─── Tekstfragment
Onderbouwing-Naarden vesting

bijgewerkt 27-05-2020

bron: © bureau's

Naarden speelde niet alleen een belangrijke rol in de verdediging van West-Nederland, ook laten de vesting en zijn omgeving zien hoe de mens in het verleden het landschap zowel militair als economisch heeft gebruikt, bijvoorbeeld door het zand dat in het schootsveld werd gewonnen, af te voeren en te hergebruiken.

Historische ontwikkeling

Pre- en protohistorisch landschap: Uit de omgeving van de Kapitein G.A. Meijerweg zijn vondsten uit de vroege bronstijd bekend. Verder zijn er in het lage land van Naarden geen vondsten uit de periode tot de late middeleeuwen gedaan. De vroegste vermelding van Naruthi dateert uit omstreeks 900, uit een goederenlijst van de abdij Werden. Het omringende Nardinclant werd ernaar genoemd.

Stadsontwikkeling: In 1280 droeg de abdis van Elten haar rechten in het Gooi in pacht over aan Floris V, graaf van Holland. De vroegste nederzetting met de naam Naarden (Naruthi) lag noordoostelijk van de huidige stad, in of bij het Gooimeer. Het oprukkende gevaar van de Zuiderzee en verwoestingen tijdens de Hoekse en Kabeljauwse twisten (1351) leidden tot het verlaten van de oude en de aanleg van een nieuwe stad.

De oude stad had in elk geval al in 1336 een eigen bestuur, schepenbank en keurbevoegdheid. Deze stad wordt door historici aan de huidige kust bij landgoed Oud-Naarden geplaatst. Bij de laatstgenoemde plek zijn meerdere middeleeuwse vondsten, waaronder waterputten, gedaan.

Bij de keuze voor een nieuwe locatie hadden de graaf van Holland en het stadsbestuur een belangrijke stem, maar de belangrijkste rol was weggelegd voor Gerrit Alewijnszoon, lid van de grafelijke kanselarij. Aan de omwonenden werd verzocht mee te helpen. De nieuwe stad, die op een langgerekte zandrug rondom de zeedijk regelmatig werd uitgelegd in de vorm van een rechthoek, kreeg in 1353 stadsrechten van Willem V, graaf van Holland. De aanleg was toen in volle gang. In 1355 werden de stadsvrijheid en het visstapelprivilege van 1342  - dus uit de periode van de oude stad – bevestigd. Die stadsvrijheid werd in 1396 uitgebreid. Naarden had, net als Muiden en Weesp, een strategische betekenis als toegangspunten tot Holland: zij dienden door de geschiedenis heen steeds het landsbelang.
──────
─── Gegevensitems
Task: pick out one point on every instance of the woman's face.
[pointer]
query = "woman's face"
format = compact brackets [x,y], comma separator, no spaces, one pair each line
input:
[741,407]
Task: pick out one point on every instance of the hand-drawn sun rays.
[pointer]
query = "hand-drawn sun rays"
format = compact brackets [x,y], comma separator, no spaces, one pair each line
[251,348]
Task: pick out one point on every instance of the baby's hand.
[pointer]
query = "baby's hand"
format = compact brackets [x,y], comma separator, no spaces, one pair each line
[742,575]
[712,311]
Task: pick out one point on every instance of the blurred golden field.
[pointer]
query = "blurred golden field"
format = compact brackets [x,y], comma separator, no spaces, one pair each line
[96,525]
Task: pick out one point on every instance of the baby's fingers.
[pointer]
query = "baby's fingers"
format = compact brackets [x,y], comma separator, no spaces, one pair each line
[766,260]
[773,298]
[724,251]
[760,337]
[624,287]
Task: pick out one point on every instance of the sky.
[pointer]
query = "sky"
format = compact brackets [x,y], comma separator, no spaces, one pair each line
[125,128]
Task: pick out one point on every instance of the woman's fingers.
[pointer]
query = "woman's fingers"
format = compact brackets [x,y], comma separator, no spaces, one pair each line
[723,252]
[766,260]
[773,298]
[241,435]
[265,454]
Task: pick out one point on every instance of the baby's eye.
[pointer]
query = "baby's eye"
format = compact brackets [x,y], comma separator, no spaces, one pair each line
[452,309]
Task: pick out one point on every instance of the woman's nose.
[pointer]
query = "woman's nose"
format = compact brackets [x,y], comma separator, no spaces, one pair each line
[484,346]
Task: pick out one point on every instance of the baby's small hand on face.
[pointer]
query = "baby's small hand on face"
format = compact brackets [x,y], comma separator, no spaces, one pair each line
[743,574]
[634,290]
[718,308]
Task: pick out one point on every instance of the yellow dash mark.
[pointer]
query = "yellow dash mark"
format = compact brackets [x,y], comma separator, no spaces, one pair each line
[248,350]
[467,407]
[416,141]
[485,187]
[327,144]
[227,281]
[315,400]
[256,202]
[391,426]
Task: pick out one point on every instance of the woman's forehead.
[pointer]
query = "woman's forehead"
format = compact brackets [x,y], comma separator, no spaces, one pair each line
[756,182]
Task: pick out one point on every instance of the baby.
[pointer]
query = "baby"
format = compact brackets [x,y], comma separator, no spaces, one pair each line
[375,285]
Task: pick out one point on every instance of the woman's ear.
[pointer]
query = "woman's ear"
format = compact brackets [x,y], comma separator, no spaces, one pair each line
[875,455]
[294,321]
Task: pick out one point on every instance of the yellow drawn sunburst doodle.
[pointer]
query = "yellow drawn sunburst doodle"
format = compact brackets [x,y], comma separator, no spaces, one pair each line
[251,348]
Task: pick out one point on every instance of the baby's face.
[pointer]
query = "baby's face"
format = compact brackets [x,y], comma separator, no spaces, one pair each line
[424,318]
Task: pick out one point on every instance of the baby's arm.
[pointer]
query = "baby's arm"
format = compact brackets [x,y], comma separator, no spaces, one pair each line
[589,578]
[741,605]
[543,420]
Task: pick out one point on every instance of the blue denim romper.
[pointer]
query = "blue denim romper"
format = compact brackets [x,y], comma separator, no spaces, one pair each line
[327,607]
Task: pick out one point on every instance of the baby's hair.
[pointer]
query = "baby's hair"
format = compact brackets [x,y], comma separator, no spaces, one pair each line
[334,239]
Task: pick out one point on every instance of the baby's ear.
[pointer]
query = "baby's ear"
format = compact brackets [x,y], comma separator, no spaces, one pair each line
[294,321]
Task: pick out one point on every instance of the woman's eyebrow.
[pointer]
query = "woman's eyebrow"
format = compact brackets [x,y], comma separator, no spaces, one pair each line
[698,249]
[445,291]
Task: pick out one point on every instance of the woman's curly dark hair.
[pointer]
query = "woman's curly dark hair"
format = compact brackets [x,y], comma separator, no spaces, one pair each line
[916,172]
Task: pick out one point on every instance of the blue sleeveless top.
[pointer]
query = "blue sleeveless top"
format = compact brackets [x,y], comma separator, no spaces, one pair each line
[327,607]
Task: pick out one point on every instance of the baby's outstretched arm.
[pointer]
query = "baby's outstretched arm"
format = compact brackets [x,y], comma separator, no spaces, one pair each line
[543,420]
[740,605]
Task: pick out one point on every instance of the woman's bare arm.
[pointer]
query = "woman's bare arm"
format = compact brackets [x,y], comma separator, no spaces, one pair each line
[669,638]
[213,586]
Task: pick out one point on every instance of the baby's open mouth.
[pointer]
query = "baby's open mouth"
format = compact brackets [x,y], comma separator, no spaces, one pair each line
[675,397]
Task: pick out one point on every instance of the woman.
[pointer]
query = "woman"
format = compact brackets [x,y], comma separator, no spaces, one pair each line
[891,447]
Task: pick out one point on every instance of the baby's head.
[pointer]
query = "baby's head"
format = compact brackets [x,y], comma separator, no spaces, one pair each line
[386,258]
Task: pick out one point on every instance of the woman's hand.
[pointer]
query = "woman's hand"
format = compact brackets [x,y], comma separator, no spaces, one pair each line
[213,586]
──────
• Opgaven:
#1 Geef alle jaartallen uit de tekst over Naarden die staan in de alinea die begint met "Bij de keuze voor een nieuwe locatie", in de volgorde waarin ze voorkomen.
#2 Beantwoord op basis van de tekst over Naarden:
(a) Van wie kreeg de nieuwe stad in 1353 stadsrechten?
(b) Uit welk document komt de vroegste vermelding van Naruthi?
(c) Welke twee plaatsen hadden volgens de tekst net als Naarden een strategische betekenis als toegangspunt tot Holland?

• Uitwerkingen:
#1
1353
1355
1342
1396

#2
(a) Van Willem V, graaf van Holland.
(b) Uit een goederenlijst van de abdij Werden.
(c) Muiden en Weesp.